TASK OBJECTIVE - Please reproduce verbatim the passage of the RPS thread below that opens with the words containing "You'd want to" and closes with "of the rest.".

EXTRACTED TEXT -
On Fri, 24 Mar 2023 18:35:00 +0100 Felix Fietkau wrote:
I'm primarily testing this on routers with 2 or 4 CPUs and limited processing power, handling routing/NAT. RPS is typically needed to properly distribute the load across all available CPUs. When there is only a small number of flows that are pushing a lot of traffic, a static RPS assignment often leaves some CPUs idle, whereas others become a bottleneck by being fully loaded. Threaded NAPI reduces this a bit, but CPUs can become bottlenecked and fully loaded by a NAPI thread alone.
The NAPI thread becomes a bottleneck with RPS enabled?
Making backlog processing threaded helps split up the processing work even more and distribute it onto remaining idle CPUs.
You'd want to have both threaded NAPI and threaded backlog enabled?
It can basically be used to make RPS a bit more dynamic and configurable, because you can assign multiple backlog threads to a set of CPUs and selectively steer packets from specific devices / rx queues
Can you give an example?
With the 4 CPU example, in case 2 queues are very busy - you're trying
to make sure that the RPS does not end up landing on the same CPU as
the other busy queue?
to them and allow the scheduler to take care of the rest.
You trust the scheduler much more than I do, I think :)

SUPPLIED INFORMATION -
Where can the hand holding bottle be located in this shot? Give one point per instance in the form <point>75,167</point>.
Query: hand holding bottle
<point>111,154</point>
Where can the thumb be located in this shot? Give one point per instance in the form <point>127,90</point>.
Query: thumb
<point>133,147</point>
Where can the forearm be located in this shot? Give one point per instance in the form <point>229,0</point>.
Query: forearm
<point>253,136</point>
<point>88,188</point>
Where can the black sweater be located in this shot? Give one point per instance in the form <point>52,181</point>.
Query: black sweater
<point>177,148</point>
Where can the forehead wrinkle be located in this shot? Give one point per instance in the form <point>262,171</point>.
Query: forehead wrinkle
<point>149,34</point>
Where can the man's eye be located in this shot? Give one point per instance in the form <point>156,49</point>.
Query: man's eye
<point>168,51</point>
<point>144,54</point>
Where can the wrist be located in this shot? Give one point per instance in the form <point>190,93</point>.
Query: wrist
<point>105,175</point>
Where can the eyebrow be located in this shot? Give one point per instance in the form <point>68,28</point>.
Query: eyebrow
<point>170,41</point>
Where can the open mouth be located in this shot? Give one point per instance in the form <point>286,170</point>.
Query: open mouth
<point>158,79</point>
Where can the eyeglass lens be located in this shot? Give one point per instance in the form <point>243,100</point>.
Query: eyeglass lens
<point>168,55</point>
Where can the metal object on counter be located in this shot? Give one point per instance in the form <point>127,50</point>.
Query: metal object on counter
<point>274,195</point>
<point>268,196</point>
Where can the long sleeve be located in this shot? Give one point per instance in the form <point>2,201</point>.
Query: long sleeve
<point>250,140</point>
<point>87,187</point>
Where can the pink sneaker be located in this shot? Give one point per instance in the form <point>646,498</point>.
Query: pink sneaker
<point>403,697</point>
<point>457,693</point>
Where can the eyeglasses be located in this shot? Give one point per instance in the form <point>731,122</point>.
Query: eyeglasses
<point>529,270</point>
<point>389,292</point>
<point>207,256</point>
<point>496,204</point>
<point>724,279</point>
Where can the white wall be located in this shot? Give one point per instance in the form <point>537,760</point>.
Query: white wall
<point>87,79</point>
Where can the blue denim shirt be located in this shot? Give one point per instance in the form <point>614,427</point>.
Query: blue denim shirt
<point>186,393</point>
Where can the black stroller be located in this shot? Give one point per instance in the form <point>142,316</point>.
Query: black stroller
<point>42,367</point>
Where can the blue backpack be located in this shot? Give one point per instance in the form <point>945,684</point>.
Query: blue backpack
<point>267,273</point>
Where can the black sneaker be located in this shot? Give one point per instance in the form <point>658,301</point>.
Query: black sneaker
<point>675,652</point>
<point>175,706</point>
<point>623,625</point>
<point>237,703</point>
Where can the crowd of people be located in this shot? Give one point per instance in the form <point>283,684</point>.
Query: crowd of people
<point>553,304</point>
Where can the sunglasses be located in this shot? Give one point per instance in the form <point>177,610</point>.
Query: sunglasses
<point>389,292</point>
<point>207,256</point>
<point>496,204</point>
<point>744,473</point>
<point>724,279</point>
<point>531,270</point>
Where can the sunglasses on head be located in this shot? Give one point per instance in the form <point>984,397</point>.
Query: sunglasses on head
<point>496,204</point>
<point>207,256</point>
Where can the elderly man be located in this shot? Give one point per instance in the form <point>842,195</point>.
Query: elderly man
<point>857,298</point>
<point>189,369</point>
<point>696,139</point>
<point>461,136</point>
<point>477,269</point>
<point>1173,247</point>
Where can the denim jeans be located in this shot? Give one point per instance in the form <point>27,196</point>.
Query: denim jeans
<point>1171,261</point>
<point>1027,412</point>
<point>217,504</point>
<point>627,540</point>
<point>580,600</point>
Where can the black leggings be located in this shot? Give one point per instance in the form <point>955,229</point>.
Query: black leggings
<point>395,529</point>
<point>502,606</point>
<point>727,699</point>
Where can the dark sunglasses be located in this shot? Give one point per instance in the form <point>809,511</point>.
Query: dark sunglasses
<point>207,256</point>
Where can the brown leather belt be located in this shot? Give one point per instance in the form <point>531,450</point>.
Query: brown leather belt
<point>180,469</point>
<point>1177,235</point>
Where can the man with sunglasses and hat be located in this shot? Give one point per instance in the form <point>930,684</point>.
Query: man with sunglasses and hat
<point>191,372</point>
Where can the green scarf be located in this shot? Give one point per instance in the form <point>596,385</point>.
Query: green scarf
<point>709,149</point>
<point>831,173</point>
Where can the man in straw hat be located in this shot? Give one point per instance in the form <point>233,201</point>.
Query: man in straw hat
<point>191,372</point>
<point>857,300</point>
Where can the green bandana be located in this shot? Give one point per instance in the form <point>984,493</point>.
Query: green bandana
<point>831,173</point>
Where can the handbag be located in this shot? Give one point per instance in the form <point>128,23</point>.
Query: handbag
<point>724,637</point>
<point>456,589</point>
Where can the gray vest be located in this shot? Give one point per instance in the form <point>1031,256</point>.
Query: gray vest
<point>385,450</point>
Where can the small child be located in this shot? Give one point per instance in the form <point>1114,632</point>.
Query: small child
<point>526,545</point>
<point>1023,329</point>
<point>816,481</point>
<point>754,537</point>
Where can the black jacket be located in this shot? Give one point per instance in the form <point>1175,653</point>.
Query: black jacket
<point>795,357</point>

OUTPUT FOR THIS TASK -
You'd want to have both threaded NAPI and threaded backlog enabled?
It can basically be used to make RPS a bit more dynamic and configurable, because you can assign multiple backlog threads to a set of CPUs and selectively steer packets from specific devices / rx queues
Can you give an example?
With the 4 CPU example, in case 2 queues are very busy - you're trying
to make sure that the RPS does not end up landing on the same CPU as
the other busy queue?
to them and allow the scheduler to take care of the rest.